REQUIREMENT →
Count the lines in the data below that contain the string "cloud", and reply with the number alone.

Data from a source
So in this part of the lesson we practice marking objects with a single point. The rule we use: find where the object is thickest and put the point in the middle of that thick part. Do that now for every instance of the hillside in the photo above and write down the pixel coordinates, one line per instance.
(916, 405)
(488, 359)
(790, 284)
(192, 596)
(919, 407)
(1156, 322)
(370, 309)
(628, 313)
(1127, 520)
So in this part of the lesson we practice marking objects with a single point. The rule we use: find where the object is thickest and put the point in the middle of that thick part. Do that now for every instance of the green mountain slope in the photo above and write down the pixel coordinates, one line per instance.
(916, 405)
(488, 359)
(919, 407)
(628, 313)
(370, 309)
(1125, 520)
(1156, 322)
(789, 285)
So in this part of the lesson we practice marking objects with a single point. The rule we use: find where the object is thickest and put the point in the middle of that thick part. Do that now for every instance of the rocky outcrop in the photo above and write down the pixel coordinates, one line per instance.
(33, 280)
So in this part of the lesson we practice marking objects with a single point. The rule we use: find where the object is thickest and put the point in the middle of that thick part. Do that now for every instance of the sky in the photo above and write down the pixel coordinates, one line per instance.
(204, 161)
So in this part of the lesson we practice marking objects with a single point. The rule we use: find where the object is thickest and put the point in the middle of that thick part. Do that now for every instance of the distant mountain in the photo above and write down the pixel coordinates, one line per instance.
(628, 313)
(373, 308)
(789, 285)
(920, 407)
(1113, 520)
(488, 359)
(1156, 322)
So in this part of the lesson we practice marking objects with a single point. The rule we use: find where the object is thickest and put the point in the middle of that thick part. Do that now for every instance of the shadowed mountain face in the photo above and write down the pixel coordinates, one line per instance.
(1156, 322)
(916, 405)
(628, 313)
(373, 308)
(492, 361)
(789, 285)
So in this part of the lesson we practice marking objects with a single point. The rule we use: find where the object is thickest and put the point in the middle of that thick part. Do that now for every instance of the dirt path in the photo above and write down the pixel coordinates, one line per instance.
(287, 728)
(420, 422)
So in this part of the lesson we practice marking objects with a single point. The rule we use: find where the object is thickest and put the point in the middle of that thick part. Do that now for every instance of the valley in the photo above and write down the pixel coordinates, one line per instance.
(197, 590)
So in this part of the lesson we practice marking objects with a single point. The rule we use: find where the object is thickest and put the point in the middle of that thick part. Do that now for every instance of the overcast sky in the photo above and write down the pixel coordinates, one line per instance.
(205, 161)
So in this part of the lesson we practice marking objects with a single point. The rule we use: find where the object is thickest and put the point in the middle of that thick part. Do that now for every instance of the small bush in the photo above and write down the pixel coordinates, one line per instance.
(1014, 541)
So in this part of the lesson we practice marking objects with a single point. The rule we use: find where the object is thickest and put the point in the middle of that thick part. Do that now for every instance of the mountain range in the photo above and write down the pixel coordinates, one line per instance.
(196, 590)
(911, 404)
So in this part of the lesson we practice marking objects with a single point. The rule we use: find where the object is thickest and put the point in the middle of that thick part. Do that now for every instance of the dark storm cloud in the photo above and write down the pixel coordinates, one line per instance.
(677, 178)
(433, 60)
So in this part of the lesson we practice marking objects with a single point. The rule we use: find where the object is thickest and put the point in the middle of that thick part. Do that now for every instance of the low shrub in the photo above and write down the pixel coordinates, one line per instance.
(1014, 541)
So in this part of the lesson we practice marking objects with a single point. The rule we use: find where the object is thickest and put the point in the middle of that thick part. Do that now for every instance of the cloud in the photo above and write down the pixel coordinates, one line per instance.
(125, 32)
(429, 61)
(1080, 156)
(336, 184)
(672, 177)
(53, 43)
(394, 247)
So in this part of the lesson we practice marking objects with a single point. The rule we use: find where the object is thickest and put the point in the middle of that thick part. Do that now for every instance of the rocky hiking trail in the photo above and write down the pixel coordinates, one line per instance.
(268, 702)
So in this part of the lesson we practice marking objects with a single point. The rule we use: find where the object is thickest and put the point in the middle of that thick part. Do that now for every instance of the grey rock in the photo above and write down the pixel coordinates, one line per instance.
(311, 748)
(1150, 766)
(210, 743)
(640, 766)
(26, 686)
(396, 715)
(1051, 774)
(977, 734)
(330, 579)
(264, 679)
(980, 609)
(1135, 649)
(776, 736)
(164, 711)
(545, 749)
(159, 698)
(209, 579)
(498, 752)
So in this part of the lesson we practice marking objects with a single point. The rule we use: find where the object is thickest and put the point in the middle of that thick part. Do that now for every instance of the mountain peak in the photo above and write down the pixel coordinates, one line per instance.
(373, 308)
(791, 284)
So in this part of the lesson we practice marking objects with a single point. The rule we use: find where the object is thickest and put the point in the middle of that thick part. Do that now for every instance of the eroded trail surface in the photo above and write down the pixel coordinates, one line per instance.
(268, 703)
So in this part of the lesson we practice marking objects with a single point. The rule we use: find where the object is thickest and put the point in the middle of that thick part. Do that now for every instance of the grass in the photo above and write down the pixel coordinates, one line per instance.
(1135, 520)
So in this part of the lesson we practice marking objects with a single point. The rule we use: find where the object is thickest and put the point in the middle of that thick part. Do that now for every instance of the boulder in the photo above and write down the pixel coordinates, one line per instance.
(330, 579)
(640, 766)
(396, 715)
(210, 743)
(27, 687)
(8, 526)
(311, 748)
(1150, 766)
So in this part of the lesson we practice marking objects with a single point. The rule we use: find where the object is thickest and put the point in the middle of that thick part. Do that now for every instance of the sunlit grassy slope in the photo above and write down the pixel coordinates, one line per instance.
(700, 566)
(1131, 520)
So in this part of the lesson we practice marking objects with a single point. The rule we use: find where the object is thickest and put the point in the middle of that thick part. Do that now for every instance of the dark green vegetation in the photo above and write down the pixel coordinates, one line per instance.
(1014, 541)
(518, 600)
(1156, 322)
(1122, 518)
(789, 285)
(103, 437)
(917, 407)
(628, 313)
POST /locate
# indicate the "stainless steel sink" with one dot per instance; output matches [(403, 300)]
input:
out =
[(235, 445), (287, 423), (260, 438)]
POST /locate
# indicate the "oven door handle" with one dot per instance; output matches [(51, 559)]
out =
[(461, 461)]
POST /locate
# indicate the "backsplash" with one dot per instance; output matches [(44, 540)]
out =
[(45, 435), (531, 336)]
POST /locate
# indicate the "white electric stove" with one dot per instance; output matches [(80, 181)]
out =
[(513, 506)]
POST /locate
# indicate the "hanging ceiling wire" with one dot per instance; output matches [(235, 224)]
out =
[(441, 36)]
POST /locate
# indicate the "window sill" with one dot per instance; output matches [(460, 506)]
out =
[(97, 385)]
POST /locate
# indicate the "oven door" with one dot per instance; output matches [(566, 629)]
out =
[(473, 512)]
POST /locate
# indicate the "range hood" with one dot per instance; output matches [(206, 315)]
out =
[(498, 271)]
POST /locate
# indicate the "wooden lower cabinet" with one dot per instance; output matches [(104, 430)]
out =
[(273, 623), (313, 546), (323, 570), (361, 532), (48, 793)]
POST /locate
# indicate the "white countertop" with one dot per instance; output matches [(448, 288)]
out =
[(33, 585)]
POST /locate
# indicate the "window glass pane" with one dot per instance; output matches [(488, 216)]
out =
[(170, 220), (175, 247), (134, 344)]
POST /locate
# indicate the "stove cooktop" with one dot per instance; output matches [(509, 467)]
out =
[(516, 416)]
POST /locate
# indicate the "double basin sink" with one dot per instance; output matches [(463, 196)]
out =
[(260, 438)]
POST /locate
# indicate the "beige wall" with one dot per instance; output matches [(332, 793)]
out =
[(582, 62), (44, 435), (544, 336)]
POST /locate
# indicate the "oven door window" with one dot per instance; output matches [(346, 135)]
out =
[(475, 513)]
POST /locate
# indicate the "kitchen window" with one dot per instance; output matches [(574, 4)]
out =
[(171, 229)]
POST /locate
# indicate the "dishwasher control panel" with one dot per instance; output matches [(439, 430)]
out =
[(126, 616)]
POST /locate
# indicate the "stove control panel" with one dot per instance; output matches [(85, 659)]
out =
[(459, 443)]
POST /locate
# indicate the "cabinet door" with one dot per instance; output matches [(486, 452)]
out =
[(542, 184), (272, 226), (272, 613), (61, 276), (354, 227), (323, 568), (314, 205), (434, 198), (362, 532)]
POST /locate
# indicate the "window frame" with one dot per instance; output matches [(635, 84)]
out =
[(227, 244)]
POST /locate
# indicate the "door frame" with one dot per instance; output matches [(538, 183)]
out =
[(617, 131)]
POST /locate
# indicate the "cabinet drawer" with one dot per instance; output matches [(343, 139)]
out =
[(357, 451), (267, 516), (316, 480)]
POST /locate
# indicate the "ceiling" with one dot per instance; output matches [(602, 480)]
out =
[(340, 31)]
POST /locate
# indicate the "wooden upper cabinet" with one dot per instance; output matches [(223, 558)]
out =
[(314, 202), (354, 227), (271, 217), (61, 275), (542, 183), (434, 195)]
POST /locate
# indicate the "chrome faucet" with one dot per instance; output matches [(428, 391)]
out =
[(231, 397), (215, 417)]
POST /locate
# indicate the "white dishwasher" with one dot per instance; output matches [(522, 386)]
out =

RESULT →
2